§ **Rows**
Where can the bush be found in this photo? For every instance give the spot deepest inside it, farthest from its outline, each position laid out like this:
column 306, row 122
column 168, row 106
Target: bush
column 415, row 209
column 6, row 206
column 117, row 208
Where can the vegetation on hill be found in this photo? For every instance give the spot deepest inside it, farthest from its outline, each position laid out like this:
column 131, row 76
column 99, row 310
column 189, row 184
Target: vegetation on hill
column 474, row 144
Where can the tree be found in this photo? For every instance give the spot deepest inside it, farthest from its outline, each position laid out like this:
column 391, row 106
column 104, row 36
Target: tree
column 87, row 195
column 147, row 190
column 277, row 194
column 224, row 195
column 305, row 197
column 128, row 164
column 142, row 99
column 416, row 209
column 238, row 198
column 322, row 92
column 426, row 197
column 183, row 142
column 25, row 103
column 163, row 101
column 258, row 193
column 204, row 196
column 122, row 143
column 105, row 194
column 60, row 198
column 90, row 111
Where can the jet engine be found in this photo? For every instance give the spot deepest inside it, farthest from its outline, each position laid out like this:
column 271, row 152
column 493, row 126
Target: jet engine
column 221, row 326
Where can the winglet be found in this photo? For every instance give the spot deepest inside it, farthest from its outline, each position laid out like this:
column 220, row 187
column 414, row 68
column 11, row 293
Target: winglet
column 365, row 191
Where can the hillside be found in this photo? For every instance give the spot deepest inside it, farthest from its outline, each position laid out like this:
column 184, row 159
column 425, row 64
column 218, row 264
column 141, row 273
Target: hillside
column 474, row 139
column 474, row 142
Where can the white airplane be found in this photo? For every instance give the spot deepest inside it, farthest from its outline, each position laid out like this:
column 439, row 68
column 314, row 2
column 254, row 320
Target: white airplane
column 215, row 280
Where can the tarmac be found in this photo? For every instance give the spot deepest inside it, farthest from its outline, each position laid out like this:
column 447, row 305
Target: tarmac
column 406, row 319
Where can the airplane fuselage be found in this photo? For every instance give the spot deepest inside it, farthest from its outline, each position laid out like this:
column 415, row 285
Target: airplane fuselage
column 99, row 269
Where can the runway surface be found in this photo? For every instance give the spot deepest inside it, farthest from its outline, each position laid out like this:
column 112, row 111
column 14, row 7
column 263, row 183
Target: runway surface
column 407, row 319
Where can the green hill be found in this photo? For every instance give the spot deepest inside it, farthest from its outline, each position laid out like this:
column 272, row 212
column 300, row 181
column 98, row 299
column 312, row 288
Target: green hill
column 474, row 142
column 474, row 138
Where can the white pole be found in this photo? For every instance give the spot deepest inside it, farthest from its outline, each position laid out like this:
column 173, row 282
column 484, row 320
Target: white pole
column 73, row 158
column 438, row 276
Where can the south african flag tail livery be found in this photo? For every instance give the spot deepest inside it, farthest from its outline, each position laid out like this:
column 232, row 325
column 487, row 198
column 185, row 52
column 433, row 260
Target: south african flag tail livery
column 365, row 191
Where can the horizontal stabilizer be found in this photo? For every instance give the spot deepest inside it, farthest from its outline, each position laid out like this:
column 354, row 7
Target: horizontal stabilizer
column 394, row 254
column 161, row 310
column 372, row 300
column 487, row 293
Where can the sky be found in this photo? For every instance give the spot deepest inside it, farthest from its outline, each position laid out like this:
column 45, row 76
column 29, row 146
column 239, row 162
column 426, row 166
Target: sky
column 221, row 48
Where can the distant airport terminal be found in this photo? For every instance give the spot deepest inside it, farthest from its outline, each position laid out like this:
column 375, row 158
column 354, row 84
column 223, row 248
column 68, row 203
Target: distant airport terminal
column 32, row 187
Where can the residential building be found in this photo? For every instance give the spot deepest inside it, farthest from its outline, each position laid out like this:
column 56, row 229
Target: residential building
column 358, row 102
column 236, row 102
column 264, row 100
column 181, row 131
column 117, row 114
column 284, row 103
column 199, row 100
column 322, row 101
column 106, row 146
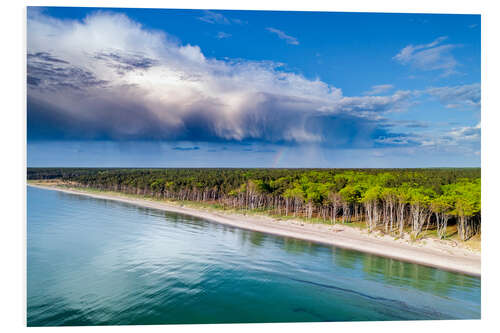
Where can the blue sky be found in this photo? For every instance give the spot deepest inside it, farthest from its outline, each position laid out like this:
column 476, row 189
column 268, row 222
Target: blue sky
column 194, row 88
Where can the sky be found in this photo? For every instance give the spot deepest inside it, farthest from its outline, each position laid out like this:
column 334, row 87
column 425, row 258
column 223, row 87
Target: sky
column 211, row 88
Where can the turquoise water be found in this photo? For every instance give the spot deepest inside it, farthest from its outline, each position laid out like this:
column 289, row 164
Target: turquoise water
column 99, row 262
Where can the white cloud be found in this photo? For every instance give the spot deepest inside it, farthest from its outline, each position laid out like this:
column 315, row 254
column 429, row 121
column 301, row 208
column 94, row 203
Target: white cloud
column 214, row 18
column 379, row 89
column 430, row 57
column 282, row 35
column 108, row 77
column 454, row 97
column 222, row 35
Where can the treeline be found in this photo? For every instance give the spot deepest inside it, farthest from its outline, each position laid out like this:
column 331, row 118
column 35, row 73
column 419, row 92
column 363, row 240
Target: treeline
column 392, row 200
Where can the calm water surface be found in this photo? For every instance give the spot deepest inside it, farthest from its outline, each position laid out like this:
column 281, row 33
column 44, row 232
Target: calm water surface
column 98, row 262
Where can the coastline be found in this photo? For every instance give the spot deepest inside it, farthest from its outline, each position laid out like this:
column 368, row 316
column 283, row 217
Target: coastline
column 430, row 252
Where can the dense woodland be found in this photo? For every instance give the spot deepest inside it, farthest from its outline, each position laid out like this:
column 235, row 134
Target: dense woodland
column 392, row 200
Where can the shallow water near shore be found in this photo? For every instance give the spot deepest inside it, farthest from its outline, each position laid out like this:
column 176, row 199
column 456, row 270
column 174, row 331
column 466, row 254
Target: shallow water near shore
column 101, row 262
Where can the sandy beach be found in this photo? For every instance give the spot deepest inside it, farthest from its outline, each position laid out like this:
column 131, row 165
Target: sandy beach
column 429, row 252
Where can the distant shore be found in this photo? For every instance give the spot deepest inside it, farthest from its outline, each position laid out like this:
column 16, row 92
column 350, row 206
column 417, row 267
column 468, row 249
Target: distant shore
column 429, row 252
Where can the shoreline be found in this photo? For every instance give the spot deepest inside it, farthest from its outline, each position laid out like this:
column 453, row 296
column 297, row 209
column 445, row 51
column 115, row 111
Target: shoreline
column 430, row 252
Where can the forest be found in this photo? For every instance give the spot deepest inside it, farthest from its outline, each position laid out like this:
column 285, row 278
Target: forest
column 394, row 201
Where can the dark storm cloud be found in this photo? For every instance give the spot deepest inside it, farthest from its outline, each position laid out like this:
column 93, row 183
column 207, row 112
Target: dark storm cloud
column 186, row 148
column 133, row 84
* * *
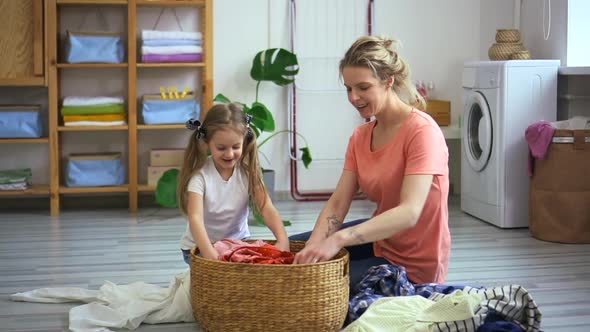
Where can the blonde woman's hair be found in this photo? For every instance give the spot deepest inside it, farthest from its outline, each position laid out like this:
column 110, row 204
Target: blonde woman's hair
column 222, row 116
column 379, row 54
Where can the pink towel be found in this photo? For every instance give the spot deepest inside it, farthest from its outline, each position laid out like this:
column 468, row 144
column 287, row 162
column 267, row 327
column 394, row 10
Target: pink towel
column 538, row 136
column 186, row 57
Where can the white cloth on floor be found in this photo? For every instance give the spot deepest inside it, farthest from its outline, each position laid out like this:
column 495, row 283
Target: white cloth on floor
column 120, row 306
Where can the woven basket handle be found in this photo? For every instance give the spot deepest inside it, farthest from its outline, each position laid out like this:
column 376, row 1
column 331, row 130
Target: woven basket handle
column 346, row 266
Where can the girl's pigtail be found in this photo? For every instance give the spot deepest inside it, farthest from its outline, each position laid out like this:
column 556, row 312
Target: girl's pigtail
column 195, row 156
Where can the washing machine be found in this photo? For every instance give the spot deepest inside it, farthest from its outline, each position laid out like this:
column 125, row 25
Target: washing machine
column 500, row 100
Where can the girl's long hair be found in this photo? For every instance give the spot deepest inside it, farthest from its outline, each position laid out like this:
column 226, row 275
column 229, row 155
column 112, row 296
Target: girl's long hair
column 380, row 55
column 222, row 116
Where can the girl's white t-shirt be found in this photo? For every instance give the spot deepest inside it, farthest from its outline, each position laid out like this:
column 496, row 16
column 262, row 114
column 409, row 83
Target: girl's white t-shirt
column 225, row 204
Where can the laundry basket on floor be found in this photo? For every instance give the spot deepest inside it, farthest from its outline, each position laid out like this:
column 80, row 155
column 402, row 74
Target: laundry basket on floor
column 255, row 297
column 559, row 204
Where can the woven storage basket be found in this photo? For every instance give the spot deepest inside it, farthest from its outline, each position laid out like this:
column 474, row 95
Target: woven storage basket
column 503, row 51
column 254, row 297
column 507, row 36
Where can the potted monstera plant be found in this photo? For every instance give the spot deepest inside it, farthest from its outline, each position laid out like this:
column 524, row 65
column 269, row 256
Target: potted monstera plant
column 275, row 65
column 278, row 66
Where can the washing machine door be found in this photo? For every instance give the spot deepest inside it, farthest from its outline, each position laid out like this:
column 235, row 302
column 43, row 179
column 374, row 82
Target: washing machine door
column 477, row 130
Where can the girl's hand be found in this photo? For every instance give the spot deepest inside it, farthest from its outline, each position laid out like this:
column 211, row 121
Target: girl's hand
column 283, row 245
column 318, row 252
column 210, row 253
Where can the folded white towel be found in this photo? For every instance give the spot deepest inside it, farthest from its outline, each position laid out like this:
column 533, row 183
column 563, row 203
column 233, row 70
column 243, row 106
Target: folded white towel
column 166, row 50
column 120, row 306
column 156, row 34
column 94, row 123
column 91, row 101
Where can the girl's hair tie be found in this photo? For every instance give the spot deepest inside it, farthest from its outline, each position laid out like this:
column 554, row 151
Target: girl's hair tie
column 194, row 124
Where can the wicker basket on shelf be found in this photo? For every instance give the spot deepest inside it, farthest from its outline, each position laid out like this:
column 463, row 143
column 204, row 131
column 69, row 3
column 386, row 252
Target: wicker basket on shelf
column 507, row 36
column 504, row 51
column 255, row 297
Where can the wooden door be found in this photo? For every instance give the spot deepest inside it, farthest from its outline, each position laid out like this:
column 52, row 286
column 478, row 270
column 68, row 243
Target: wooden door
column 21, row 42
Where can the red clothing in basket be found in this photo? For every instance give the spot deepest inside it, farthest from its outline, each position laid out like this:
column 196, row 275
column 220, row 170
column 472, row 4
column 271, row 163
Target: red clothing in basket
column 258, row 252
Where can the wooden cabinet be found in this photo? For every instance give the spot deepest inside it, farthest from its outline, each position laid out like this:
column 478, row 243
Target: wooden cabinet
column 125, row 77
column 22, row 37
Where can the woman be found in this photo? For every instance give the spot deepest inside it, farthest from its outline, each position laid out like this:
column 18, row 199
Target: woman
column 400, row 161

§ **Requirement**
List every line in the data above that contains the word "winglet", matching case exactly.

§ **The response**
Where can the winglet be found in this photo? For every instance give the spot deepest inside it, farthest from its outline, each position laid out like this:
Target: winglet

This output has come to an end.